== Objective ==
Rewrite the records from the line with "of the cloudy" through the end of the records, changing "thickest part" to "widest part" and leaving everything else the same.

Entries from a pointing dataset:
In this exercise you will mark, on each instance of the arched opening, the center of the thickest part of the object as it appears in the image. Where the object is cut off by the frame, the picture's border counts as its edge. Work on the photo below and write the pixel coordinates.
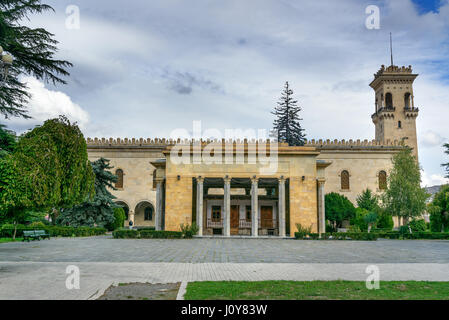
(125, 208)
(389, 100)
(119, 183)
(407, 100)
(382, 180)
(144, 214)
(344, 176)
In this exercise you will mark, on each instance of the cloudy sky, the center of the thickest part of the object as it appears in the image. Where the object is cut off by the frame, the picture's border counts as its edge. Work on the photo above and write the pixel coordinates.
(145, 68)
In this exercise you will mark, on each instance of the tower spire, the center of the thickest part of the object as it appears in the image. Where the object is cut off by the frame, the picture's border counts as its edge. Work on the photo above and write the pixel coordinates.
(391, 49)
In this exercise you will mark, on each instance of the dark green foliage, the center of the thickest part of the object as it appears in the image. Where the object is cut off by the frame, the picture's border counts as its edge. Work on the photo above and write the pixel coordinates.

== Exercise response ==
In this exercise you will mark, on each instance of the cloudy sky, the center of the widest part of the object as it appears in the image. Where the object is cut off by the frame, the picture's border counts as its edge. Work on the photo above and write the pixel coordinates.
(145, 68)
In this exercise you will mark, on each instance of the tower spire, the center of the widest part of the object as it appears in the image. Where the object is cut off by the frame, the picture's border counts as its edge. Work on the photo above and write the pixel coordinates.
(391, 49)
In this exercise you will mark, on each instance of the dark green foliage, the center of the widest part of the object as it appears in the image. Where the object is cut off by the frame, the picture's border counts as its edge. Work on the photo above and write the pixel coordinates.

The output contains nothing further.